=== Task material ===

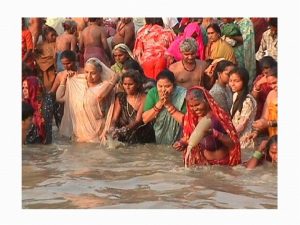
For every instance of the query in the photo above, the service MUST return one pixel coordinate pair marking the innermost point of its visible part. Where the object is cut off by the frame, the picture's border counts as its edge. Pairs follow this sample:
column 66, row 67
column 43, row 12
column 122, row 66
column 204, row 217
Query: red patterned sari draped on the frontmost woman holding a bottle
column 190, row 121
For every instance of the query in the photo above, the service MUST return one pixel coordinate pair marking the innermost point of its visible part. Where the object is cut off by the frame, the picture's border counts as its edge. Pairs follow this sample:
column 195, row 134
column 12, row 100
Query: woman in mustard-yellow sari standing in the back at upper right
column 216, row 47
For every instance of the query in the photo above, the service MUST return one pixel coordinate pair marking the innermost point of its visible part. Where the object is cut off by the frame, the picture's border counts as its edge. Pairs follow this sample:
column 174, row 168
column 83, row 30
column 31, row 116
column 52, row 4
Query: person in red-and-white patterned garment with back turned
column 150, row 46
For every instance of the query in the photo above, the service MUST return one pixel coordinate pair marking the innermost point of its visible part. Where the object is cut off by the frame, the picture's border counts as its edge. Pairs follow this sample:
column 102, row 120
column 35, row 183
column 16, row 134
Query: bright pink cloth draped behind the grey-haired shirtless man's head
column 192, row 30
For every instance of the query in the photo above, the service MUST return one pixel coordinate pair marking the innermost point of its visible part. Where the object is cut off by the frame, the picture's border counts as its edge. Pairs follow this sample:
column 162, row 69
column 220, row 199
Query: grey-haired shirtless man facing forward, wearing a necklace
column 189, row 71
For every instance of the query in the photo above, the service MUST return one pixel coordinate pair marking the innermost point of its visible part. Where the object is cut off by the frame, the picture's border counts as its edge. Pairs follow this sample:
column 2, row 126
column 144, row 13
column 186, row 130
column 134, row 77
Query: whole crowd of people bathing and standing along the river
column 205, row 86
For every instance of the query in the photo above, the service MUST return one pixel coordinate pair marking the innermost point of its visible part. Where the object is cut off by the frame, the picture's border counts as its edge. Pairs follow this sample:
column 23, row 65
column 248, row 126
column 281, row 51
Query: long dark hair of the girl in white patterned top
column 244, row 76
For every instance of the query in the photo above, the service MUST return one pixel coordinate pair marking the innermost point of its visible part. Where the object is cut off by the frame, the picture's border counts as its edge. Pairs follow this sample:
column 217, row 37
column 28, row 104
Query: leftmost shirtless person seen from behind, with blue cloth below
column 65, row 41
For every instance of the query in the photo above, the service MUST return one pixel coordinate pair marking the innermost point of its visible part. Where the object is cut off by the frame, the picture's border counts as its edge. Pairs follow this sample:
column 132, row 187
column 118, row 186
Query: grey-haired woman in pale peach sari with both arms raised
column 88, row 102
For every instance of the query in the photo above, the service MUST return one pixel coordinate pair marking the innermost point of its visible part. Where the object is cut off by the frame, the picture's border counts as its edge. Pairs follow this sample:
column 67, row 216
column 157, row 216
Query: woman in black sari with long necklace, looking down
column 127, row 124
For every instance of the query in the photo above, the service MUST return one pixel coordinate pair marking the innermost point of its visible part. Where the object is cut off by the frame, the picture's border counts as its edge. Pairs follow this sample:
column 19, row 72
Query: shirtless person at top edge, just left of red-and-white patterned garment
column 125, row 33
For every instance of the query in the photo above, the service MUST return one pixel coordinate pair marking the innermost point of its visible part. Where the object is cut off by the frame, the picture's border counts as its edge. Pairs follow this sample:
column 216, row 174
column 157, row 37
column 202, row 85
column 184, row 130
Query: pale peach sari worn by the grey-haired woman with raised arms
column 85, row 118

===
=== Task material ===

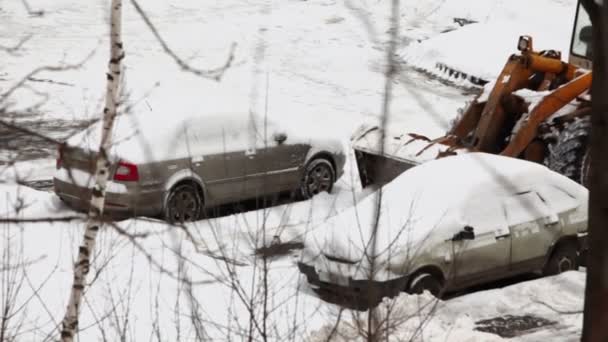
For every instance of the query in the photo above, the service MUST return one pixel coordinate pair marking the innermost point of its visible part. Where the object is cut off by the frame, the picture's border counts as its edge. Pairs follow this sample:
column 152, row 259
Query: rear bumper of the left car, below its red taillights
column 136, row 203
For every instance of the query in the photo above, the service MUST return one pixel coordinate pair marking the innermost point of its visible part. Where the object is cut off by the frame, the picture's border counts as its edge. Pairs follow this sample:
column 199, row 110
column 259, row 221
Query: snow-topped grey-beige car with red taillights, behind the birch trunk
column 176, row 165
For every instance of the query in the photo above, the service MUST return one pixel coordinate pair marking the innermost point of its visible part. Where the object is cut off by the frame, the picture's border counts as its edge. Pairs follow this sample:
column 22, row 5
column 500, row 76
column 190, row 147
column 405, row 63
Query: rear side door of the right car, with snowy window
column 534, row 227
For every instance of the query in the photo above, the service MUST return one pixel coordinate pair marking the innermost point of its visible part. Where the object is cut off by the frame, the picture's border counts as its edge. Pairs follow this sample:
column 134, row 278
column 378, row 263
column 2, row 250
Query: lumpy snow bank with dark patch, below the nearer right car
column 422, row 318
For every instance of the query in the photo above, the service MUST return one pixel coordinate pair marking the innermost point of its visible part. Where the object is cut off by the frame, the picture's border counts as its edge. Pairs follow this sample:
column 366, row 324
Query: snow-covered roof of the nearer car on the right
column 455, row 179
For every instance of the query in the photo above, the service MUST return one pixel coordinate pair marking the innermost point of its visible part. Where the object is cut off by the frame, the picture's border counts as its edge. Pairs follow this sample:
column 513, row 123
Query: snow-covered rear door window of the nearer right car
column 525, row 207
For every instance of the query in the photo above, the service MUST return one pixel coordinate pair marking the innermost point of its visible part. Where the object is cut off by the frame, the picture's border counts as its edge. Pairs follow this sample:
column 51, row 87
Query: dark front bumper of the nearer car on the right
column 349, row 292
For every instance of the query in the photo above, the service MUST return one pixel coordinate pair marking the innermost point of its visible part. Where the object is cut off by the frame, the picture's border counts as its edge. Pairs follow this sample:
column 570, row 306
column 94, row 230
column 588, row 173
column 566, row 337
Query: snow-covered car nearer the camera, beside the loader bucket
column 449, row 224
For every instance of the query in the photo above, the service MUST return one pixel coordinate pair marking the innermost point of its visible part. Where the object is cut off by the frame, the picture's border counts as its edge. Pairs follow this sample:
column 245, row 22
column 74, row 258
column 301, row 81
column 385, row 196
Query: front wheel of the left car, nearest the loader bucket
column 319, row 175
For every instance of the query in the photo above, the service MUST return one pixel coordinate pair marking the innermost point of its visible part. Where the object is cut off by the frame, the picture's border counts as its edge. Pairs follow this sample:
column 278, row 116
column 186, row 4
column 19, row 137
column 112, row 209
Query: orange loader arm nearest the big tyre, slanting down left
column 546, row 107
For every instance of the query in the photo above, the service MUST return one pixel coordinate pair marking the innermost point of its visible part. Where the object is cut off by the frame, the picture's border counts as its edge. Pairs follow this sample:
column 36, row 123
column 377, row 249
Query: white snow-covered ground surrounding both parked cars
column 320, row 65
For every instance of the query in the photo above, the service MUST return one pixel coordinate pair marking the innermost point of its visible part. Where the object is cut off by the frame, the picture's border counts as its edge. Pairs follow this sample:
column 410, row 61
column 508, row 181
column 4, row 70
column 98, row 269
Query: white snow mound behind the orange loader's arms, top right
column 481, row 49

===

__Work task__:
Would you please write out, exactly and with no other lines, the stretch of the listing above from the line containing "column 144, row 13" through the line containing "column 281, row 51"?

__Result of the task__:
column 144, row 13
column 186, row 130
column 134, row 77
Query: whole crowd of people bathing and standing along the river
column 205, row 86
For every instance of the query in the photo above, the service MUST return one pixel coordinate pair marking the innermost point of its visible part. Where the object is cut off by the frame, the picture's border counts as its edge. Pairs follow this sample:
column 23, row 65
column 248, row 126
column 281, row 51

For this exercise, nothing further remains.